EXTRACTED TEXT:

Abortion’s War on “the Least of These”

August 30, 2015

“While I personally believe in the sterilization of the feeble-minded, the insane and syphilitic, I have not been able to discover that these measures are more than superficial deterrents when applied to the constantly growing stream of the unfit.” —Margaret SangerPlanned Parenthood founder and heroine of the American Left


Margaret Sanger’s ghost haunts the news.  Memories of the patron saint of Dilatation and Evacuation, as well as the Left’s depraved obsession with killing, have returned to the public conscience, thanks to the efforts of a courageous pro-life sting effort.  The Center for Medical Progress videos  which document months worth of meetings and hundreds of hours worth of footage in which Sanger’s modern proteges discuss dismembering and selling, piecemeal or whole, human babies, has exposed her agenda in the most concrete terms. The architect of abortion-on-demand said:

While I personally believe in the sterilization of the feeble-minded, the insane and syphilitic, I have not been able to discover that these measures are more than superficial deterrents when applied to the constantly growing stream of the unfit. They are excellent means of meeting a certain phase of the situation, but I believe in regard to these, as in regard to other eugenic means, that they do not go to the bottom of the matter. Neither the mating of healthy couples nor the sterilization of certain recognized types of the unfit touches the great problem of unlimited reproduction of those whose housing, clothing, and food are all inadequate to physical and mental health. These measures do not touch those great masses, who through economic pressure populate the slums and there produce in their helplessness other helpless, diseased and incompetent masses, who overwhelm all that eugenics can do among those whose economic condition is better.

Margaret Sanger was a tireless advocate for the progressive ideal of “people control.” Sanger’s ardent promotion of quantitative and qualitative population control, provided the basis for the“Eugenics,”movement; the philosophical basis for the NAZI plan to achieve “racial purity.” The mother witch of progressive social experimentation associated openly with the KKK.  Although her activism predates Roe vs. Wade, her dream of legal and state-sanctioned abortion is now status quo. But this woman had contempt for those to whom she referred as “feeble-minded” and “unfit.” Margaret Sanger wanted to eliminate people with disabilities from society.  Her ideas about the “unfit” and the expendability of “the least humans” have inveigled themselves into the platform and policies of the Democrat Party.


The IPAB, or Independent Payment Advisory Board portion of the Obamacare law, is not designed specifically to discriminated against the elderly and disabled. But in every model of socialized medicine that has ever existed the rationing of medical care has become an ingrained function of huge government/medical partnerships. In the UK, for example, medical care is regularly withheld from the elderly and people with disabilities.  This policy, whether inferred or written in granite, is an outgrowth of Eugenics and its related philosophies which base the value of a human directly with the usefulness of that human to the greater society.  People with disabilities often do require greater expenditures for educational, medical, and sometimes social services. They are the least efficient of all people and so, in the thinking of Margaret Sanger, the architects of socialized medicine, and population control social engineers, they are also the most expendable.

SOURCE MATERIAL:
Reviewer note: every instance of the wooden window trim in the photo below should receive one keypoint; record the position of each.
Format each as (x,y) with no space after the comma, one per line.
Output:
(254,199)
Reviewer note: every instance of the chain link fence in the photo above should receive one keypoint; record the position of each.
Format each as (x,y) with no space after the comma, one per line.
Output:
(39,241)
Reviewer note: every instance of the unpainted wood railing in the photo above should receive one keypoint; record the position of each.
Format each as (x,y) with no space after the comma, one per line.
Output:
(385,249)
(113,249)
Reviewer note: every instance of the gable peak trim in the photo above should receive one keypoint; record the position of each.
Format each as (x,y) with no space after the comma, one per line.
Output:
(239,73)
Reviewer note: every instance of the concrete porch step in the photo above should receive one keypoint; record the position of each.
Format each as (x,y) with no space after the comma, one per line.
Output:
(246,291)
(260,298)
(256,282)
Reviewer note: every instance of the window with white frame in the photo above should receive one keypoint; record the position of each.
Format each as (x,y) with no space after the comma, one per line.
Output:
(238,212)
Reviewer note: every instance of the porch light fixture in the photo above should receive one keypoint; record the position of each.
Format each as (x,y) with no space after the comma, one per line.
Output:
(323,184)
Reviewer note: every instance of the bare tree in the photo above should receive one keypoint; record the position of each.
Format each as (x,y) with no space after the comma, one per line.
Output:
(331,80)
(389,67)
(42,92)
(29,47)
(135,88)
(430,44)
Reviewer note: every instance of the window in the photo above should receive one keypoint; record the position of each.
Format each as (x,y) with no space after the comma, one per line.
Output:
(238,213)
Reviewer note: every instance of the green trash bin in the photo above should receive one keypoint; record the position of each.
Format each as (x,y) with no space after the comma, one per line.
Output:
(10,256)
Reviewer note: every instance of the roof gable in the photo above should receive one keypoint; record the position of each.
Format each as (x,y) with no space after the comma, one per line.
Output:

WORK TO BE COMPLETED: Write out, word for word, everything in the Margaret Sanger article above from "Margaret Sanger was" down to "the Democrat Party.".

OUTPUT:
Margaret Sanger was a tireless advocate for the progressive ideal of “people control.” Sanger’s ardent promotion of quantitative and qualitative population control, provided the basis for the“Eugenics,”movement; the philosophical basis for the NAZI plan to achieve “racial purity.” The mother witch of progressive social experimentation associated openly with the KKK.  Although her activism predates Roe vs. Wade, her dream of legal and state-sanctioned abortion is now status quo. But this woman had contempt for those to whom she referred as “feeble-minded” and “unfit.” Margaret Sanger wanted to eliminate people with disabilities from society.  Her ideas about the “unfit” and the expendability of “the least humans” have inveigled themselves into the platform and policies of the Democrat Party.